(Point localization data)
=== Section Start ===
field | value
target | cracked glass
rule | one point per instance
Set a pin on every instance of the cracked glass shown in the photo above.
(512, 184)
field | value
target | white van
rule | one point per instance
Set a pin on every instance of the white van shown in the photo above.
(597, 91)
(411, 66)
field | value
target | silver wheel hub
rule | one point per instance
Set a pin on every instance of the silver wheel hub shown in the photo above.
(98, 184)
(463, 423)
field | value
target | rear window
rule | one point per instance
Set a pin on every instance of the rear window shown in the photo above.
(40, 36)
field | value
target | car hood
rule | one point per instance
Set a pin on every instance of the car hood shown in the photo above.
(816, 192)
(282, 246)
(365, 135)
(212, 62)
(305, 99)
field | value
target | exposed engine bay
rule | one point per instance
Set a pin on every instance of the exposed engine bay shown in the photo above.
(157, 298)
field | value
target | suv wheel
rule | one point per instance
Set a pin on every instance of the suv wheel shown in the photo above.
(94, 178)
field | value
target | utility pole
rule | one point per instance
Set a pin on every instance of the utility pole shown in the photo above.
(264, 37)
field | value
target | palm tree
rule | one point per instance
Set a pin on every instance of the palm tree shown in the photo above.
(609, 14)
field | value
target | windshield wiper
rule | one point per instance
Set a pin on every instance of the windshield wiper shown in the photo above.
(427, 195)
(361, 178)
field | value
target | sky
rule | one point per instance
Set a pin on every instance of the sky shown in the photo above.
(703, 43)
=== Section End ===
=== Section Start ===
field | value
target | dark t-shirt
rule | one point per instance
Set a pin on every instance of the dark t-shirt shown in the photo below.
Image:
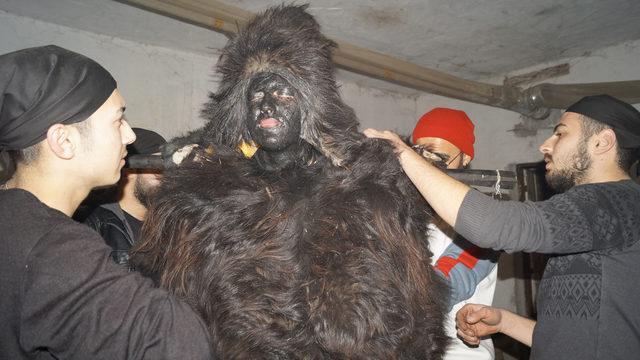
=== Section End ===
# [WORK INSTRUCTIONS]
Only a number is needed here: the count of lines above that hold the string "dark".

# [WORKED SOLUTION]
2